Exercise:
Count up the lines of the data below that contain the string "building", then give only the total.

Input material:

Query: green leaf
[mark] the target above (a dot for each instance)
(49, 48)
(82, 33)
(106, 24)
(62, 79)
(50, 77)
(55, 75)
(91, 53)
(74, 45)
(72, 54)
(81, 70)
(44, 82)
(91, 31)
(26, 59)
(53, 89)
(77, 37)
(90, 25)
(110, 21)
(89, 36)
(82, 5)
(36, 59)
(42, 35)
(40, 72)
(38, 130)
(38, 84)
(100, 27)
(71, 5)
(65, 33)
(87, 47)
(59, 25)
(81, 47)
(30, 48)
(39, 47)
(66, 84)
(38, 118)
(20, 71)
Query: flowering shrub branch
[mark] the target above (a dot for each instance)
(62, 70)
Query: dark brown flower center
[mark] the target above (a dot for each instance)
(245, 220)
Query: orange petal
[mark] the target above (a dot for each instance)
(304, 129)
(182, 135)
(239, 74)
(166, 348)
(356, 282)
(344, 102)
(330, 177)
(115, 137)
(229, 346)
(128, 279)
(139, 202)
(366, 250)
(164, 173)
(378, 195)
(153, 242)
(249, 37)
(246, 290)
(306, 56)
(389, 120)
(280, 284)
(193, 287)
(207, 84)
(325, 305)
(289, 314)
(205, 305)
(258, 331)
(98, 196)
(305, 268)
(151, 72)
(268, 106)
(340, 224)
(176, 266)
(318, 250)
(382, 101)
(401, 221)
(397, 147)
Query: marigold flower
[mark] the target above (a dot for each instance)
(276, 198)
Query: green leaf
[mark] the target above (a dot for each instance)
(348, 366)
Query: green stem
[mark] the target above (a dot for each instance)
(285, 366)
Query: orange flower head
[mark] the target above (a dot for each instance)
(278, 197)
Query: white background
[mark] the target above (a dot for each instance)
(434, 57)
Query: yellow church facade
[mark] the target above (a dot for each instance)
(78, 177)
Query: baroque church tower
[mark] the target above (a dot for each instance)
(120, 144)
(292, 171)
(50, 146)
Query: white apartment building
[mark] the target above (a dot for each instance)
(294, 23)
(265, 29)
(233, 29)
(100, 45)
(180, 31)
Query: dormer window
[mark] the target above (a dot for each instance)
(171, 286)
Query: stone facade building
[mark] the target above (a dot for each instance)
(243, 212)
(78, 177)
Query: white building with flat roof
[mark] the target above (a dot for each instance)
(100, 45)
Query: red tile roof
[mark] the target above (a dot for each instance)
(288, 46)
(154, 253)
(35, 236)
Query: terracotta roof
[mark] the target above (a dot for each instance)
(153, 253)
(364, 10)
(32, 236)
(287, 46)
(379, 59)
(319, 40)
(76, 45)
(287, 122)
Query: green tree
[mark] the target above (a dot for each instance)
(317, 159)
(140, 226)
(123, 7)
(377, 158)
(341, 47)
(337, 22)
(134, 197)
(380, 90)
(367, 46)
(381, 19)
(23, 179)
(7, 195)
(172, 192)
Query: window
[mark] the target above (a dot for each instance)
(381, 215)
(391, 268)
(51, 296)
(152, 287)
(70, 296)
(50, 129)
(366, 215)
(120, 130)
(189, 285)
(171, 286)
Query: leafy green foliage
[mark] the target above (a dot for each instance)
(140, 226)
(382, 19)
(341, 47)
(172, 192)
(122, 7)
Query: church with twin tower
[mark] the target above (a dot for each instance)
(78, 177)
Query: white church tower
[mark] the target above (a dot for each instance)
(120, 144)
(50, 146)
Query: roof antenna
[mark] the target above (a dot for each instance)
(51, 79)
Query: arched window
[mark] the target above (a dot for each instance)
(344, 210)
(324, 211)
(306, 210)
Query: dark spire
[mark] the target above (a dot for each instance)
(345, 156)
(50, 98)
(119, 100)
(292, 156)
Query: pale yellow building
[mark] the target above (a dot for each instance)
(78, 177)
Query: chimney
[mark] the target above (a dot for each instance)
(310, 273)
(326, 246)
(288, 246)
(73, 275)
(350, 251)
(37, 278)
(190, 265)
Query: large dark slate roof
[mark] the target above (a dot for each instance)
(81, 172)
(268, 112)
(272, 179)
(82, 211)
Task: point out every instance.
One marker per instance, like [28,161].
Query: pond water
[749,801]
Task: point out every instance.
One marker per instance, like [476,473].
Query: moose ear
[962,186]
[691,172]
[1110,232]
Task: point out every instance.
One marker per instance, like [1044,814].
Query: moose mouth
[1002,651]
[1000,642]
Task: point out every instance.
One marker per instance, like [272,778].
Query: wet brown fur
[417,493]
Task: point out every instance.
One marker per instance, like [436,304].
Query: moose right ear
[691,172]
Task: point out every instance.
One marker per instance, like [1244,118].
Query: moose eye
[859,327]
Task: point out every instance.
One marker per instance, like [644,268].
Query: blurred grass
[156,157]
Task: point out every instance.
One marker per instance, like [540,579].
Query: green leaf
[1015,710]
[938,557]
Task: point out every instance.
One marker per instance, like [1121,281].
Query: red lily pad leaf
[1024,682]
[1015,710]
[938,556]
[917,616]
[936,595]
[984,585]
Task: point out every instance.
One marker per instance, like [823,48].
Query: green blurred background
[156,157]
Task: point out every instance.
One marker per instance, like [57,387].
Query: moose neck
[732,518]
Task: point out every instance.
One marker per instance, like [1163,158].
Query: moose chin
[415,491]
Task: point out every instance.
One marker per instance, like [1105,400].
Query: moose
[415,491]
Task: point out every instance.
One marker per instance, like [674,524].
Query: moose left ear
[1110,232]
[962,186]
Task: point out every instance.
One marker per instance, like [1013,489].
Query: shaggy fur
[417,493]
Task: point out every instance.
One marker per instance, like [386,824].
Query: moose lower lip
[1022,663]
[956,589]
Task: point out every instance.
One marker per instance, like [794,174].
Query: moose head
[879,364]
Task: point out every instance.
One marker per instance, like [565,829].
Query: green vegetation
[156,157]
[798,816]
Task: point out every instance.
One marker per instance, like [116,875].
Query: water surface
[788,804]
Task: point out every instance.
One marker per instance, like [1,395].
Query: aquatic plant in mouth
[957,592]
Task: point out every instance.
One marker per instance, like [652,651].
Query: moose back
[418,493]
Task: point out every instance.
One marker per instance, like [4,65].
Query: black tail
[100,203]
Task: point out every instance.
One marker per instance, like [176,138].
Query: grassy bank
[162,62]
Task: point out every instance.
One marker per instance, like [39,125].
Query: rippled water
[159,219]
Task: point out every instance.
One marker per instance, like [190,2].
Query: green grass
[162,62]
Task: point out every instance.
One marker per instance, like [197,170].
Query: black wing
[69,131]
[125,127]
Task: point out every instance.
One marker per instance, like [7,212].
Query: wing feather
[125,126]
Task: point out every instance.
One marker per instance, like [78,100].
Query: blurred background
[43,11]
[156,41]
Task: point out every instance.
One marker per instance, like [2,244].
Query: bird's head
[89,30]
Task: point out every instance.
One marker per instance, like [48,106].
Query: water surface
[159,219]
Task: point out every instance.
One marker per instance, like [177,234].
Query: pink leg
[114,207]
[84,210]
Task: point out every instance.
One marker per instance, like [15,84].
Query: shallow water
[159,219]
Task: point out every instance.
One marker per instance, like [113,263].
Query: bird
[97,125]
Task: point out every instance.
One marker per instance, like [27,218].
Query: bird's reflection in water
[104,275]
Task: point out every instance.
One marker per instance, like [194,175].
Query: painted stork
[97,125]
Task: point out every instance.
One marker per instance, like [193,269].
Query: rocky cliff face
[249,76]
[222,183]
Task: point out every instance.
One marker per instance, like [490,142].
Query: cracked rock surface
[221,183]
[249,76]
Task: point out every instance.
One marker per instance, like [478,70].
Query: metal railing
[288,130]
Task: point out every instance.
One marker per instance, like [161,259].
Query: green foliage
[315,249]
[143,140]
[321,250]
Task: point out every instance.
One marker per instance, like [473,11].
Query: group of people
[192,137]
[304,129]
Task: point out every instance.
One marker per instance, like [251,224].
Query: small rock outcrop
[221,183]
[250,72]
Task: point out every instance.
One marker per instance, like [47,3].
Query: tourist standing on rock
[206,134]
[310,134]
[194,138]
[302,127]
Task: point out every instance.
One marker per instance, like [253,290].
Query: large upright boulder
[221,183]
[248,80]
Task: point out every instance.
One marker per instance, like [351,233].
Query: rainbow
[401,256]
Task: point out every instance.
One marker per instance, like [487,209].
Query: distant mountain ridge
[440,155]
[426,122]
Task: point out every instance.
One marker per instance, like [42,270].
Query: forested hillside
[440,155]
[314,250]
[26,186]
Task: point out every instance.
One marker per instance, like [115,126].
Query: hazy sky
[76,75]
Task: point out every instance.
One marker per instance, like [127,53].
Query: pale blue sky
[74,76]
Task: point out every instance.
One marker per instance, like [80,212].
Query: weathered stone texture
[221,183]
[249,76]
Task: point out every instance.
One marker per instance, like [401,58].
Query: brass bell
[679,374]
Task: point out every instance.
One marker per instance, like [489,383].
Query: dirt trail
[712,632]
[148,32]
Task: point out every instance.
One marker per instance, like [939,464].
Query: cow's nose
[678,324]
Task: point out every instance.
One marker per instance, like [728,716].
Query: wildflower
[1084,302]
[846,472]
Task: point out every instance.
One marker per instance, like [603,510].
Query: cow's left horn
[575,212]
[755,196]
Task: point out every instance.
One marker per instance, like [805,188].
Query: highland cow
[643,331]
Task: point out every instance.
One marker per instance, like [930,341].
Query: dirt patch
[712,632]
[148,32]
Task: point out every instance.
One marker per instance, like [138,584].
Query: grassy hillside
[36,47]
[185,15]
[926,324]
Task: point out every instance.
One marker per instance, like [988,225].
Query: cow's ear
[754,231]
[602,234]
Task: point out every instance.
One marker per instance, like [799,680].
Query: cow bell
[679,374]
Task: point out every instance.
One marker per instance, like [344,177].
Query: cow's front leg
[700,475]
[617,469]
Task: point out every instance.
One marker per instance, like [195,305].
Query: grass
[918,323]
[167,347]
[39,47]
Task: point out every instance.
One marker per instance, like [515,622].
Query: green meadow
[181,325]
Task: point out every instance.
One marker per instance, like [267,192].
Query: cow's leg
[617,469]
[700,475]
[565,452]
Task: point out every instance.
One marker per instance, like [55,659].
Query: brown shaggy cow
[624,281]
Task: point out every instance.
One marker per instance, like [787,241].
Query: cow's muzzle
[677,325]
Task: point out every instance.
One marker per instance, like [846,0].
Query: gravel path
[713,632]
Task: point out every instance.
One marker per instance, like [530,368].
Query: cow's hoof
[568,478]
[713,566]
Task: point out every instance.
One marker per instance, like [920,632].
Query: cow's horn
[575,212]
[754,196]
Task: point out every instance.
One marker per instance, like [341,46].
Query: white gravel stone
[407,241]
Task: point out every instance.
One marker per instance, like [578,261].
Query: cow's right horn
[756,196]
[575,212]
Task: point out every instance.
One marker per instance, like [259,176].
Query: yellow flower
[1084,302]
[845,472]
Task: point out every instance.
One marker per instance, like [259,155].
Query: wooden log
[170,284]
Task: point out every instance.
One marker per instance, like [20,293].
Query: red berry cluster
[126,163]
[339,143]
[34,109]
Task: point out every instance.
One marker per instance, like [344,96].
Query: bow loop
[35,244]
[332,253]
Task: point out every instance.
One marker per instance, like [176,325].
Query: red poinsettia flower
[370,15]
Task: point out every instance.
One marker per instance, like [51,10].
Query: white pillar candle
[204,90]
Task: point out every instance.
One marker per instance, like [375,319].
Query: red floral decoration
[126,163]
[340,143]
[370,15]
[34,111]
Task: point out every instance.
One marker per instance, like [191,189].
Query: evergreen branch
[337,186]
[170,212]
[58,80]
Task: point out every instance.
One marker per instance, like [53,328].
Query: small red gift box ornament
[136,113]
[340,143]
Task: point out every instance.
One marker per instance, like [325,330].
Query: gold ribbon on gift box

Solution:
4